Apply what you read -
(1) Output the part of the partial differential equations course description starting at "Calculus for functions" and ending at "inequality, Liouville theorems.", with no changes.
(2) According to the partial differential equations course description, why does the course give students the basic methods of Potential Theory? Answer in one to three sentences.

Text shown -
BEGIN
You are here: Home » Study Plan » Subject



master degree course in MATHEMATICS

Course year 1
Teaching units Unit Partial differential equations
Related or Additional Studies (lesson)
  • TAF: Supplementary compulsory subjects SSD: MAT/05 CFU: 6
Teachers: Maria MANFREDINI, Sergio POLIDORO
Exam type oral
Evaluation final vote
Teaching language Italiano
Contents download pdf download




The course provides the student with the basic methods of Potential Theory in order to solve boundary value problems for uniformly elliptic second order Partial Differential Equations or second order equations with non-negative characteristic form. The course aims at introducing the students into the research activity. Some open problems are described in order to start a research activity to be developed in the thesis and possibili in a PhD program.

Admission requirements

Calculus for functions of several real variables. Lebesgue integral. A basic knowledge of Functional Analysis.

Course contents

- Mean value formulas for harmonic functions. Strong maximum principle. Weak solutions, regularity properties of weak solutions Harnack inequality, Liouville theorems.
- Fundamental solution to the Laplace equation. Poisson kernel. Green function.
- Perron method for boundary value problems on bounded open sets. Wiener theorem. Barrier functions, Zaremba criterion for the regularity of a boundary point.
- Heisenberg group. Sub-laplacian operator. Hormander hypoellipticty condition.
- Mean value formula for the heat equation. Parabolic maximum principle.
END
Extracted records -
BEGIN
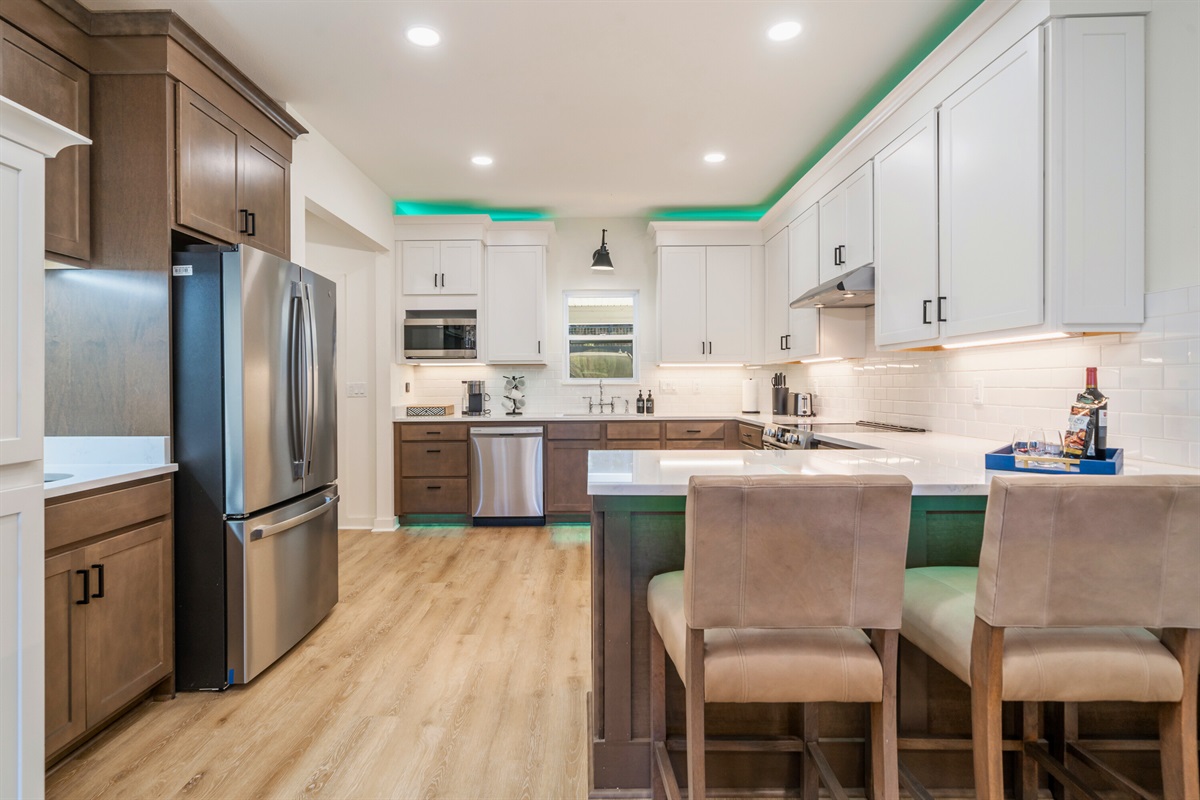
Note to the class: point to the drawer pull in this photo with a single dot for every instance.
(87, 587)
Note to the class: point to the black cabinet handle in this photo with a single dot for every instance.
(87, 587)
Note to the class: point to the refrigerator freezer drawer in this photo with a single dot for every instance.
(282, 581)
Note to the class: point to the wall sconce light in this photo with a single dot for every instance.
(600, 259)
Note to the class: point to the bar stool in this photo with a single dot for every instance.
(781, 575)
(1073, 571)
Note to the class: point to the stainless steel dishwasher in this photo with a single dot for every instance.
(507, 481)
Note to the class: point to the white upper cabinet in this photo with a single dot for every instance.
(847, 229)
(441, 268)
(804, 269)
(991, 191)
(778, 326)
(705, 304)
(906, 236)
(515, 305)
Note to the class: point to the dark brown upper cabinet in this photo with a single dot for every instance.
(231, 185)
(43, 80)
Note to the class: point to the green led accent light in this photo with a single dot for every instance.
(919, 52)
(423, 209)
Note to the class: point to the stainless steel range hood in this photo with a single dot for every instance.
(853, 289)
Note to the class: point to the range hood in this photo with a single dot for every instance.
(859, 284)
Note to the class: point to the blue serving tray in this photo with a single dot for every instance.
(1005, 459)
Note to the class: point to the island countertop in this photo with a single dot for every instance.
(936, 463)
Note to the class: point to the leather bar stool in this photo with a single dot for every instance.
(781, 576)
(1073, 571)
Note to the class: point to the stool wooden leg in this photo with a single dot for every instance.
(658, 709)
(987, 662)
(1177, 721)
(695, 689)
(1031, 731)
(811, 786)
(885, 768)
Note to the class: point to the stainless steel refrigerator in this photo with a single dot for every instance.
(256, 440)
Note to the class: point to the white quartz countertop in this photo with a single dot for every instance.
(96, 462)
(936, 463)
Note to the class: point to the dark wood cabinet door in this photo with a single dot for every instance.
(265, 197)
(130, 637)
(65, 705)
(208, 152)
(567, 476)
(45, 82)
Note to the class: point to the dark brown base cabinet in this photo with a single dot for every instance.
(109, 624)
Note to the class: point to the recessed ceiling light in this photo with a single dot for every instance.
(423, 36)
(784, 31)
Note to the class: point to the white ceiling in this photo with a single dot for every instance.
(589, 107)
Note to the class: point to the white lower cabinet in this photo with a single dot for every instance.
(515, 306)
(705, 304)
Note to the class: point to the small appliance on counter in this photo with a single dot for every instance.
(473, 398)
(780, 400)
(801, 404)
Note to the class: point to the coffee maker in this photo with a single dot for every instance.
(473, 398)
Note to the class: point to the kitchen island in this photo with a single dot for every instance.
(637, 531)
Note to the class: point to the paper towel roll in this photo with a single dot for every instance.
(749, 396)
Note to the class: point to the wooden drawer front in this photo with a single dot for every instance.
(435, 494)
(418, 432)
(634, 429)
(573, 431)
(73, 521)
(633, 444)
(695, 444)
(706, 429)
(750, 434)
(421, 458)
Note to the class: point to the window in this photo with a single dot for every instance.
(601, 336)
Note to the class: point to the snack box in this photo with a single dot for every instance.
(1006, 459)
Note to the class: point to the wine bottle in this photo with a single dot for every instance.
(1098, 444)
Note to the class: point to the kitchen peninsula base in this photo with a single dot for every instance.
(635, 537)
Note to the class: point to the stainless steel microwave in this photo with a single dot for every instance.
(443, 337)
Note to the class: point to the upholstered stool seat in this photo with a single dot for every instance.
(759, 665)
(790, 594)
(1065, 665)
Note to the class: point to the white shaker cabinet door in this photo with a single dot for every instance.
(516, 305)
(778, 296)
(991, 197)
(727, 304)
(420, 264)
(461, 264)
(682, 334)
(906, 245)
(804, 324)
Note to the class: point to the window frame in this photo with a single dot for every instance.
(568, 295)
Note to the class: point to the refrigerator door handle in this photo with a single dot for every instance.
(297, 380)
(312, 374)
(263, 531)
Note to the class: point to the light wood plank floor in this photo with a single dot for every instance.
(456, 665)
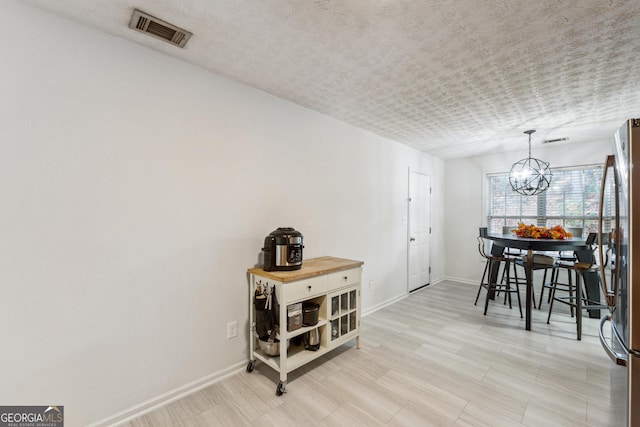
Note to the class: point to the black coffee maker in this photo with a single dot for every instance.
(283, 250)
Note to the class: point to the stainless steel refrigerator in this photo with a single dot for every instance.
(621, 283)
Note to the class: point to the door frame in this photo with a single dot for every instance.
(410, 171)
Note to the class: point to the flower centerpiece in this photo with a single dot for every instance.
(532, 232)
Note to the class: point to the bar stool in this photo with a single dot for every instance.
(555, 284)
(578, 300)
(489, 280)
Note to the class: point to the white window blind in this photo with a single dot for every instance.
(572, 200)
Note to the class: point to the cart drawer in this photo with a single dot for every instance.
(304, 289)
(343, 278)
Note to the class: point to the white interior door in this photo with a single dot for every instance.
(419, 230)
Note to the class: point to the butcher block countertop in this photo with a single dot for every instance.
(310, 268)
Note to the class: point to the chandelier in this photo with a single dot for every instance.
(530, 176)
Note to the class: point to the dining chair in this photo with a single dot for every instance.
(494, 259)
(578, 299)
(555, 284)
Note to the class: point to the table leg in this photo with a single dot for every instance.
(528, 269)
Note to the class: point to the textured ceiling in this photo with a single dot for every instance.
(453, 78)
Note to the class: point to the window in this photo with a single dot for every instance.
(572, 200)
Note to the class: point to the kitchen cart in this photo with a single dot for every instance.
(331, 283)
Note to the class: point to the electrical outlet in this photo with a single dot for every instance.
(232, 329)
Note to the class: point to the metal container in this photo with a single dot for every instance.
(310, 313)
(271, 348)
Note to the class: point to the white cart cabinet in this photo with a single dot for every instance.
(333, 284)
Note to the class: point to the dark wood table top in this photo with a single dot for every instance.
(513, 241)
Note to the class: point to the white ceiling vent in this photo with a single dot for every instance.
(158, 28)
(551, 141)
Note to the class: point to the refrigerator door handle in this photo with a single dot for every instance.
(609, 296)
(617, 358)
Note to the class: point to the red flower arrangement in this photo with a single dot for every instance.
(533, 232)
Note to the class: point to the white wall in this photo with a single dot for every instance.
(137, 190)
(465, 196)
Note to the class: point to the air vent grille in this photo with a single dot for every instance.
(551, 141)
(158, 28)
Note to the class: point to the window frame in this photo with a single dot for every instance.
(587, 220)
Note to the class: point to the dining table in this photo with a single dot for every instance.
(531, 245)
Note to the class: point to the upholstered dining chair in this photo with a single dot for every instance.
(494, 256)
(562, 257)
(578, 299)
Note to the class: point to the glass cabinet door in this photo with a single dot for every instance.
(344, 308)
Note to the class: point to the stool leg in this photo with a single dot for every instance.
(570, 286)
(484, 273)
(579, 305)
(490, 287)
(552, 294)
(517, 291)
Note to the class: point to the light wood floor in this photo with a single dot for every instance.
(429, 359)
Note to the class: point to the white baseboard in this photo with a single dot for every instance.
(383, 304)
(460, 280)
(166, 398)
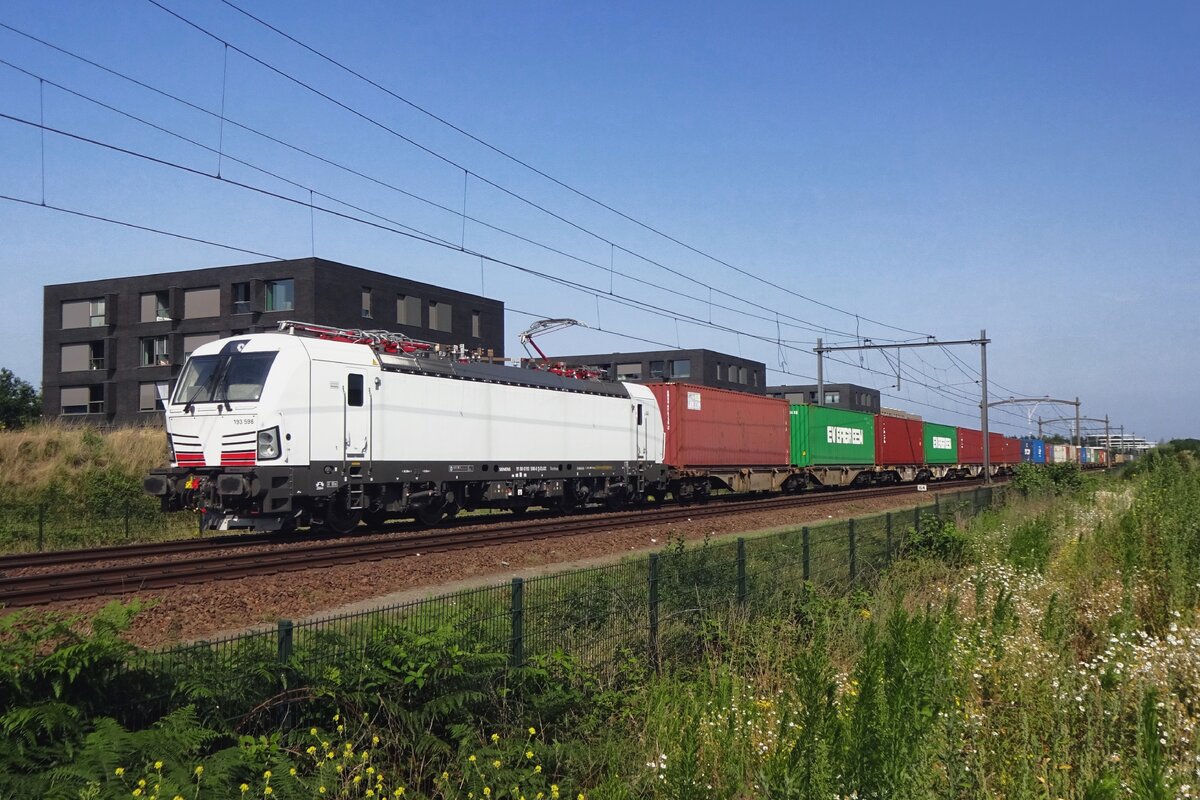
END
Task solutions -
(1)
Calculus for functions of several real variables. Lebesgue integral. A basic knowledge of Functional Analysis.

Course contents

- Mean value formulas for harmonic functions. Strong maximum principle. Weak solutions, regularity properties of weak solutions Harnack inequality, Liouville theorems.

(2) The course teaches these methods so that students can solve boundary value problems. The problems are for uniformly elliptic second order Partial Differential Equations or for second order equations with non-negative characteristic form.